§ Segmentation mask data

——

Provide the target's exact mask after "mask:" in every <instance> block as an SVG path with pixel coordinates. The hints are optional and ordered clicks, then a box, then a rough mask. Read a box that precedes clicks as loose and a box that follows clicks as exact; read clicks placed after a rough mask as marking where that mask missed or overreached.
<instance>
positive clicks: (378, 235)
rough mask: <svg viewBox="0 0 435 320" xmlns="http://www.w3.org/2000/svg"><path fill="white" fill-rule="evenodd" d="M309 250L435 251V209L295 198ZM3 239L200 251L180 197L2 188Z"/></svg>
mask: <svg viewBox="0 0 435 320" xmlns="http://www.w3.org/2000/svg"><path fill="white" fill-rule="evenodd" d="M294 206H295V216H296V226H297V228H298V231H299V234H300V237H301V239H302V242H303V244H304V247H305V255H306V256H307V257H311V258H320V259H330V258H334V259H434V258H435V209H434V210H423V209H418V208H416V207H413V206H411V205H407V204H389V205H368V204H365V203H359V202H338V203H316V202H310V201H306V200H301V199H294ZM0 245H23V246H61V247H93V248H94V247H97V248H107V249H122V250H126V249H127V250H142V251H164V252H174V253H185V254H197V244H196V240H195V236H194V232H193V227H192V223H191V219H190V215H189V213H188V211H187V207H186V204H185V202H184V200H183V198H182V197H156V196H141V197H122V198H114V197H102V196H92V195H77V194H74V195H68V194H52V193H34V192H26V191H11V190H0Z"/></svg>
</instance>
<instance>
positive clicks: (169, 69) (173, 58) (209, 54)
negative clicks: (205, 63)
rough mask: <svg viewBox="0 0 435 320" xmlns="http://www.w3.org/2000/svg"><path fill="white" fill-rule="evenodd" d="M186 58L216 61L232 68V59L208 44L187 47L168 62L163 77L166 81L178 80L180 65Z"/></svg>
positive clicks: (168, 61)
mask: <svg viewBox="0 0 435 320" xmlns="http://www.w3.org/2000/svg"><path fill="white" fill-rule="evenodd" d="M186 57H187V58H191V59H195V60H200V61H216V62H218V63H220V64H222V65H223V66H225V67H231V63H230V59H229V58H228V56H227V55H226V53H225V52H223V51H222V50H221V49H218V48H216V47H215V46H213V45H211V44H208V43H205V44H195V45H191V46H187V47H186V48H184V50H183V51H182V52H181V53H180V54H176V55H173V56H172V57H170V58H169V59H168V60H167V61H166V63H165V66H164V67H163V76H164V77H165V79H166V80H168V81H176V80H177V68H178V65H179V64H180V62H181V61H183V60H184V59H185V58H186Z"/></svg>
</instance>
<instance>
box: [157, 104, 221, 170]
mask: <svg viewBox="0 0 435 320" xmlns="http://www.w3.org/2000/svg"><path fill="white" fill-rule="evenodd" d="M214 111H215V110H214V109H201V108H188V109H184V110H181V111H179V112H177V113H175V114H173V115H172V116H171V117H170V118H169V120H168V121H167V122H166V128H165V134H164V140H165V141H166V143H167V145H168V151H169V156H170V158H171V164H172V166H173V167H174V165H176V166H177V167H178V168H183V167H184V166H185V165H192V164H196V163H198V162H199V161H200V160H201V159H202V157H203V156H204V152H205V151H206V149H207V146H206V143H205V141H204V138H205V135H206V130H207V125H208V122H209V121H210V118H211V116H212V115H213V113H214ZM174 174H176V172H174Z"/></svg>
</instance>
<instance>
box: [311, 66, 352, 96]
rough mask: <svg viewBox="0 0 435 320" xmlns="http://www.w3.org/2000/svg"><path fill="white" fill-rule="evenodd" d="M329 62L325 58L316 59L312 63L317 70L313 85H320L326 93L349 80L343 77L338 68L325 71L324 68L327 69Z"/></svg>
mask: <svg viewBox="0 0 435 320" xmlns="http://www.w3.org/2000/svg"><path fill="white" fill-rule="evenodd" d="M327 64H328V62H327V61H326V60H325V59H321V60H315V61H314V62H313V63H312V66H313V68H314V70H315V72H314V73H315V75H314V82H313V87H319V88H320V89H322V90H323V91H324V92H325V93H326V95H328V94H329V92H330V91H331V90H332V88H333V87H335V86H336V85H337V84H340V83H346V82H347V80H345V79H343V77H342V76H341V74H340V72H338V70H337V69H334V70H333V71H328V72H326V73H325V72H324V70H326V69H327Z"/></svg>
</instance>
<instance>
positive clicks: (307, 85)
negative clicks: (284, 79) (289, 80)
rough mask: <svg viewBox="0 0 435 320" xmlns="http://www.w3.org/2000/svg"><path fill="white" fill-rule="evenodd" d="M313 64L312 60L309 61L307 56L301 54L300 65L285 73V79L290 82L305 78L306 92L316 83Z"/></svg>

——

§ TASK REQUIREMENTS
Every record here must be output exactly, word for word.

§ OUTPUT FOR THIS EXERCISE
Provide the target's exact mask after "mask:" in every <instance> block as an SVG path with pixel coordinates. The hints are optional and ordered clicks, then a box, then a rough mask. Read a box that precedes clicks as loose and a box that follows clicks as exact; read clicks placed after a rough mask as marking where that mask missed or overreached.
<instance>
positive clicks: (378, 235)
rough mask: <svg viewBox="0 0 435 320" xmlns="http://www.w3.org/2000/svg"><path fill="white" fill-rule="evenodd" d="M309 250L435 251V209L295 198ZM3 239L200 251L180 197L2 188Z"/></svg>
mask: <svg viewBox="0 0 435 320" xmlns="http://www.w3.org/2000/svg"><path fill="white" fill-rule="evenodd" d="M294 206H295V216H296V226H297V228H298V231H299V234H300V237H301V239H302V242H303V244H304V247H305V255H306V256H307V257H311V258H320V259H330V258H334V259H434V258H435V209H434V210H423V209H418V208H416V207H413V206H411V205H407V204H389V205H368V204H365V203H359V202H338V203H316V202H310V201H306V200H301V199H294ZM0 245H23V246H61V247H93V248H94V247H97V248H107V249H122V250H126V249H127V250H142V251H164V252H174V253H185V254H197V244H196V240H195V236H194V232H193V227H192V223H191V219H190V215H189V213H188V211H187V207H186V204H185V202H184V200H183V198H182V197H156V196H141V197H122V198H114V197H102V196H92V195H77V194H74V195H68V194H52V193H34V192H26V191H11V190H0Z"/></svg>
</instance>
<instance>
positive clicks: (169, 69) (173, 58) (209, 54)
negative clicks: (205, 63)
rough mask: <svg viewBox="0 0 435 320" xmlns="http://www.w3.org/2000/svg"><path fill="white" fill-rule="evenodd" d="M186 58L216 61L232 68V59L208 44L187 47L168 62L163 77L166 81L178 80L180 65Z"/></svg>
positive clicks: (168, 61)
mask: <svg viewBox="0 0 435 320" xmlns="http://www.w3.org/2000/svg"><path fill="white" fill-rule="evenodd" d="M186 57H187V58H191V59H195V60H200V61H216V62H218V63H220V64H222V65H223V66H225V67H231V63H230V59H229V58H228V56H227V55H226V53H225V52H223V51H222V50H221V49H218V48H216V47H215V46H213V45H211V44H208V43H205V44H195V45H191V46H187V47H186V48H184V50H183V51H182V52H181V53H180V54H176V55H173V56H172V57H170V58H169V59H168V60H167V61H166V63H165V66H164V67H163V76H164V77H165V79H166V80H168V81H176V80H177V68H178V65H179V64H180V62H181V61H183V60H184V59H185V58H186Z"/></svg>
</instance>
<instance>
box: [157, 104, 221, 170]
mask: <svg viewBox="0 0 435 320" xmlns="http://www.w3.org/2000/svg"><path fill="white" fill-rule="evenodd" d="M214 111H215V110H214V109H201V108H188V109H184V110H181V111H179V112H177V113H175V114H173V115H172V116H171V117H170V118H169V120H168V121H167V122H166V128H165V134H164V140H165V141H166V143H167V145H168V151H169V156H170V158H171V164H172V166H173V167H174V165H176V166H177V167H178V168H183V167H184V166H185V165H192V164H196V163H198V162H199V161H200V160H201V159H202V157H203V156H204V152H205V151H206V149H207V146H206V143H205V141H204V138H205V135H206V130H207V125H208V122H209V121H210V118H211V116H212V115H213V113H214ZM174 174H176V172H174Z"/></svg>
</instance>
<instance>
box: [311, 66, 352, 96]
rough mask: <svg viewBox="0 0 435 320" xmlns="http://www.w3.org/2000/svg"><path fill="white" fill-rule="evenodd" d="M329 62L325 58L316 59L312 63L317 70L313 85H320L326 93L349 80L343 77L338 68L325 71L324 68L327 69Z"/></svg>
mask: <svg viewBox="0 0 435 320" xmlns="http://www.w3.org/2000/svg"><path fill="white" fill-rule="evenodd" d="M327 64H328V62H327V61H326V60H325V59H321V60H315V61H314V62H313V63H312V66H313V68H314V70H315V72H314V73H315V75H314V82H313V87H319V88H320V89H322V90H323V91H324V92H325V93H326V95H328V94H329V92H330V91H331V90H332V88H333V87H335V86H336V85H337V84H340V83H346V82H347V80H345V79H343V77H342V76H341V74H340V72H338V70H337V69H334V70H333V71H328V72H326V73H325V72H324V70H326V69H327Z"/></svg>
</instance>
<instance>
positive clicks: (307, 85)
negative clicks: (284, 79) (289, 80)
rough mask: <svg viewBox="0 0 435 320" xmlns="http://www.w3.org/2000/svg"><path fill="white" fill-rule="evenodd" d="M313 64L312 60L309 61L307 56L301 54L300 65L285 73V79L290 82L305 78L306 92L316 83Z"/></svg>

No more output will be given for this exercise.